Extract:
Updated: Jul 10, 2020
As the quantity and proportion of renewable energy on many developed electricity grids increases, grid operators face a growing problem of integrating intermittent, uncertain, energy sources with conventional power to meet electricity demand on a minute-by-minute basis. The operator has a number of potential tools in his box, from “spilling” excess renewable power in times of high supply to providing short term gas-powered backup generation in times of shortage to, in the much longer term, demand side management.
The major solutions to this issue in the relatively short term are seen to be various forms of energy storage. If you have already read the earlier “insight” papers in this series, you will understand why we need large scale storage on many European and N American grids as the amount of renewable generation on these systems increases.
The various small- and grid-scale storage methods which can be used, together with their size and output, are shown in the figure 1 below.
Figure 1: Classification of electric energy storage technologies (SNL, 2013)
These methods are typically classified by their power ratings (expressed in MW) on the x-axis and their potential output (expressed in MWh or duration of delivery at their rated output) on the y-axis. They range in size from small scale supercapacitors and batteries at the kW end to the only two current technologies which have GW scale, namely pumped hydro and CAES.

Data:
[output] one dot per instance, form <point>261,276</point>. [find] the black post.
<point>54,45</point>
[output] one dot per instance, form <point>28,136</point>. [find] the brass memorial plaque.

Written task: Write out the passage of the grid energy storage article above verbatim, from "The major solutions" up to and including "figure 1 below.".

Result below:
The major solutions to this issue in the relatively short term are seen to be various forms of energy storage. If you have already read the earlier “insight” papers in this series, you will understand why we need large scale storage on many European and N American grids as the amount of renewable generation on these systems increases.
The various small- and grid-scale storage methods which can be used, together with their size and output, are shown in the figure 1 below.